= Using the information =
**a)** In the column on the nursing workforce, where did Nursing Times set up groups of frontline nurses?
**b)** Translate this sentence from the nursing workforce column into Spanish: "The committee could have said everything would be all right and that the problem wasn't that bad."

We don’t have enough nurses. We’ve got it wrong. We need to correct that fast.

You know those book reviews that condense the book into a 30-second read, saving you the three or four hours it might otherwise have taken to trawl through the epic tome? Well the first three sentences of this column are the 15-second version of the health select committee’s report on the nursing workforce, published a couple of weeks ago. If you don’t have the time to read it, there it is in a nutshell.

But I would urge you to make time to read it because it’s a clear and honest account of the situation the profession now finds itself in. The authors could have sweetened the pill by claiming the nursing associate role would fix the problem. They didn’t because they know it won’t. 

The committee could have said everything would be all right and that the problem wasn’t that bad. It didn’t – it acknowledged that this is a crisis that’s worse than we’ve ever seen before. 

The report could have ignored the impact of that crisis on the individuals who are currently propping up the healthcare system. It didn’t – it listened to nurses, from community and hospital settings, and used their words to support its conclusions about the urgency and scale of the challenge.

”The nurses’ greatest concern was the impact of their exhaustion and dwindling numbers on patients.”

Nursing Times submitted evidence to the health select committee from chief nurses who attended our Directors’ Congress in October last year. As a result of reading that evidence, the committee asked us to help them talk to more nurses; we set up groups of frontline nurses at our Team Leaders’ Congress and the Royal London Hospital.

= Dataset =
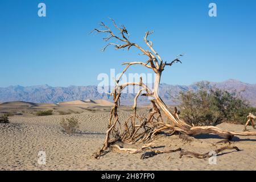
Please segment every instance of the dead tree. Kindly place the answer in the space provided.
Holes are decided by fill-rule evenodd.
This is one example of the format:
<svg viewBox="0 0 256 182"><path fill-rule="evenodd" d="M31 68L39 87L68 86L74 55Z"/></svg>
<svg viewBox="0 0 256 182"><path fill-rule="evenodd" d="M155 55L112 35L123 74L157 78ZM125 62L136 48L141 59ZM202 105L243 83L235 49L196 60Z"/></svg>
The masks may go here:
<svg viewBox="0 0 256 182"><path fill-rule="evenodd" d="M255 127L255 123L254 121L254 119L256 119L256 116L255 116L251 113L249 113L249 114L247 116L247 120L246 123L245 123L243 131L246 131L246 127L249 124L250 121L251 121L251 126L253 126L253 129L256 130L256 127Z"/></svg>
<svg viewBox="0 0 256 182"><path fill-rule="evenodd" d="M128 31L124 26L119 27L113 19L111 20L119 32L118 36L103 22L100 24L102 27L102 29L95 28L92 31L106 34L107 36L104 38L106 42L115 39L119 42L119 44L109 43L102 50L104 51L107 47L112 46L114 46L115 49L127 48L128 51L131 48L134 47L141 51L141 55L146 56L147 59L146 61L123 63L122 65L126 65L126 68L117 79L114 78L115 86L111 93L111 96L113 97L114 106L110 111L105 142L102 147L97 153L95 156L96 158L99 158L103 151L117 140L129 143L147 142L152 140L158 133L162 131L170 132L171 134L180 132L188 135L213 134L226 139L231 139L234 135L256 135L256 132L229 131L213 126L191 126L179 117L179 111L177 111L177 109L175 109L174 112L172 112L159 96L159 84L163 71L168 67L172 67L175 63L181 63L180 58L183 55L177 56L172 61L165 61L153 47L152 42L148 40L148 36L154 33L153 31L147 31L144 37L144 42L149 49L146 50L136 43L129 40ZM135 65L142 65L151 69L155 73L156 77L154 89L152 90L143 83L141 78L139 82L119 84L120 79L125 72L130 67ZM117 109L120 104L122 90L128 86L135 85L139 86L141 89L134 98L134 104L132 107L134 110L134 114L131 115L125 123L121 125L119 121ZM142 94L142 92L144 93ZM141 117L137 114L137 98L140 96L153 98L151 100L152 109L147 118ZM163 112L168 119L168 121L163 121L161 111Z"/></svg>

...

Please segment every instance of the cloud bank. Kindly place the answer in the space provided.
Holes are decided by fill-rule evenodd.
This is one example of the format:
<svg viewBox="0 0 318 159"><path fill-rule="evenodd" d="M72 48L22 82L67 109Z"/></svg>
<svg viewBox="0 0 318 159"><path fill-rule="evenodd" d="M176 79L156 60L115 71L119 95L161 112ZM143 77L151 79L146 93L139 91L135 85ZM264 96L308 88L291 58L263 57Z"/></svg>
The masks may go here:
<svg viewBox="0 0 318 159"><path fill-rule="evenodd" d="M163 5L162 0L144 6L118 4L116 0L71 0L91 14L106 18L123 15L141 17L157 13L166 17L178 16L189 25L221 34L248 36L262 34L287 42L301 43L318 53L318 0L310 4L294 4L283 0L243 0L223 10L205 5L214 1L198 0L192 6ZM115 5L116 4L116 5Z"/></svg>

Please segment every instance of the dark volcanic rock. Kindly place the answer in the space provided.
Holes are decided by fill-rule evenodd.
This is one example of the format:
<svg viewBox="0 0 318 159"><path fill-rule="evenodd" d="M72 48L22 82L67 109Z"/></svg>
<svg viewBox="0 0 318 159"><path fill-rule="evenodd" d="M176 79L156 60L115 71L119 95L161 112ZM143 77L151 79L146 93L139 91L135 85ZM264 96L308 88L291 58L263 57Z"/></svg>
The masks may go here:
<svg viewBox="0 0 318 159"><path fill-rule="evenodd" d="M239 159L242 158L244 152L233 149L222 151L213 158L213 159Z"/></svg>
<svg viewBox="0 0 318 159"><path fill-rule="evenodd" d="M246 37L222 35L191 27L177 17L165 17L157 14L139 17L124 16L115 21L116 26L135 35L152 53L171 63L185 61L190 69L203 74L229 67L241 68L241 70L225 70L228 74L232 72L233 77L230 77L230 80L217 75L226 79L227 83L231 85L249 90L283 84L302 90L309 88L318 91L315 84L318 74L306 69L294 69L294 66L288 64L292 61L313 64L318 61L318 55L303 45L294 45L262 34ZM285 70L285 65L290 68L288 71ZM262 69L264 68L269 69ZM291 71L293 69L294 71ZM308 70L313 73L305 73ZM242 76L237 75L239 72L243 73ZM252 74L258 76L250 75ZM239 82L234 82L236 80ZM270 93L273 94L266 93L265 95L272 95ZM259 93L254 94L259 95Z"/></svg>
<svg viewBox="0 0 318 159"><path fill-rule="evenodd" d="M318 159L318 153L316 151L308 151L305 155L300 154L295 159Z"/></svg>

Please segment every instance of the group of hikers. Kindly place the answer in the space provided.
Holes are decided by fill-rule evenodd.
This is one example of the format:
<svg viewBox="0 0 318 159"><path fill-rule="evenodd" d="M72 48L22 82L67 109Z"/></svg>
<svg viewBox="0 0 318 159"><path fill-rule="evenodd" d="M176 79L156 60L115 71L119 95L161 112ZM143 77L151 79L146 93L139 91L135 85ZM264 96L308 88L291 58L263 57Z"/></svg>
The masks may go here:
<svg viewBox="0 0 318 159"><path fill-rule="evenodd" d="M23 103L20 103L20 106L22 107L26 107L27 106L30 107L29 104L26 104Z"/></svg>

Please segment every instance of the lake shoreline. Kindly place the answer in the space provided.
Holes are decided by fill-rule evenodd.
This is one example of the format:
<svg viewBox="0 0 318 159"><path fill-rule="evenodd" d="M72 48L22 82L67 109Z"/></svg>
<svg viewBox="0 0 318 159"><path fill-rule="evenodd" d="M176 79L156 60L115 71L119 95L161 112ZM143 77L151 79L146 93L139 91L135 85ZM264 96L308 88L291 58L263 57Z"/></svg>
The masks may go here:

= Written answers =
**a)** At its Team Leaders' Congress and the Royal London Hospital.

**b)** El comité podría haber dicho que todo saldría bien y que el problema no era tan grave.